CHALLENGE:
Write out the data below exactly as given, without any of its pictures.

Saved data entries
++++++++++++++++++++

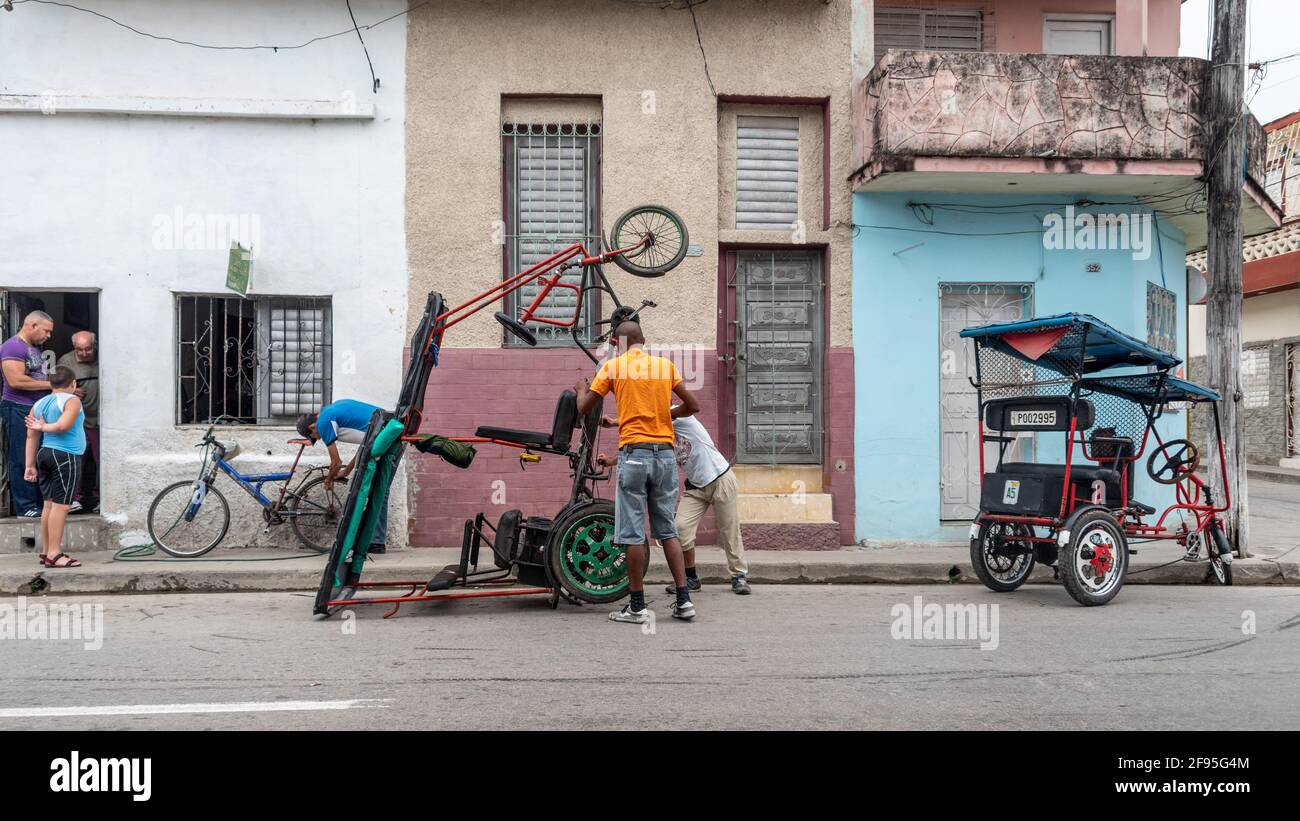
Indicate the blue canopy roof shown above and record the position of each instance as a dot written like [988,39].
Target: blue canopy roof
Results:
[1151,389]
[1086,344]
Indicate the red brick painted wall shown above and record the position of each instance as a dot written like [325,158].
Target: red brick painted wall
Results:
[839,439]
[518,387]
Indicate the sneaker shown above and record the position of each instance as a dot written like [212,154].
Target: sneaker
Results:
[692,585]
[631,616]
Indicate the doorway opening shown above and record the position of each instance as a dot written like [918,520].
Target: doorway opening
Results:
[74,313]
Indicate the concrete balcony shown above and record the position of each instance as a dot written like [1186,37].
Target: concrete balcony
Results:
[1048,124]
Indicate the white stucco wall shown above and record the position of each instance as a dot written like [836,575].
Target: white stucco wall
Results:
[1272,316]
[79,194]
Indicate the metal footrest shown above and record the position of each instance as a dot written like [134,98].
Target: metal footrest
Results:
[445,578]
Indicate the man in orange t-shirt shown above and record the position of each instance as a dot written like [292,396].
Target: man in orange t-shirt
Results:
[642,387]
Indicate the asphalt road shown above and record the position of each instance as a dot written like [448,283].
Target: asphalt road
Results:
[784,657]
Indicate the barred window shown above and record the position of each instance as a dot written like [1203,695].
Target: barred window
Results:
[551,202]
[1255,377]
[258,361]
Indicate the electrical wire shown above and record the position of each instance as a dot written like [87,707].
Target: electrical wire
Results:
[375,81]
[215,47]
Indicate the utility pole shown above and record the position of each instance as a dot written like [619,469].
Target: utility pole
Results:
[1225,151]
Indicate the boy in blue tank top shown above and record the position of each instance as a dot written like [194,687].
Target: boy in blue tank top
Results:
[56,439]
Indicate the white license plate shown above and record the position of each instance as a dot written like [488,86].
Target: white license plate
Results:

++++++++++++++++++++

SOLUTION TO THE EXERCISE:
Indicate the blue canopy roof shown above and record the position of each instance as a dot written like [988,39].
Target: blue canopy roof
Results:
[1151,389]
[1086,344]
Indicate the red brick painted wall shown above and record the position of each instance as a dot written like [325,158].
Target: red brick painted wall
Results:
[839,439]
[518,387]
Indicate the sneaker shown above and record the position of each instance as a dot written like [212,154].
Target: sneaker
Results:
[692,585]
[631,616]
Indicate the doorway opening shown above and record the position of each instance as a dot written like [918,520].
Target: doorway opening
Results:
[74,313]
Indicate the concrete balcony shown above and record the position of each instance as a dot written like [1186,37].
Target: concrete balcony
Results:
[1048,124]
Indicate the white stucco wall shown above and record the position of each instance as a dot written like [836,575].
Target: white stucco wall
Results:
[1272,316]
[79,194]
Indicate the metal footrest shown above and record the position of each instance as a dot written like [134,98].
Target: metal footrest
Results:
[445,578]
Indicate the man in orange t-shirt shown above and record the position of each instance as a dot written like [292,396].
Target: man in orange t-shirt
Results:
[642,387]
Indicate the asphalt road shown above and record the position of each instance as a dot written like [448,283].
Target: asphalt road
Results:
[784,657]
Indicate the barred window shown above and record the position of each instance as a dot written like [1203,695].
Target: barred window
Results:
[551,202]
[1255,377]
[258,361]
Indicate the electrical wire shown above and record the position of each instance as a dot written like [87,707].
Target: electrical wire
Results:
[375,81]
[215,47]
Indicate the utility pole shown above and record the position of each instance as a dot written like [619,469].
Target: utility pole
Results:
[1225,151]
Indicate the boy in blue tank top shown above and record the position of each instance as a dot written like [194,687].
Target: boy in blue tank top
Results:
[56,439]
Indicate the white license plate shown above and record the position of each instance as a dot written like [488,86].
Target: white license plate
Results:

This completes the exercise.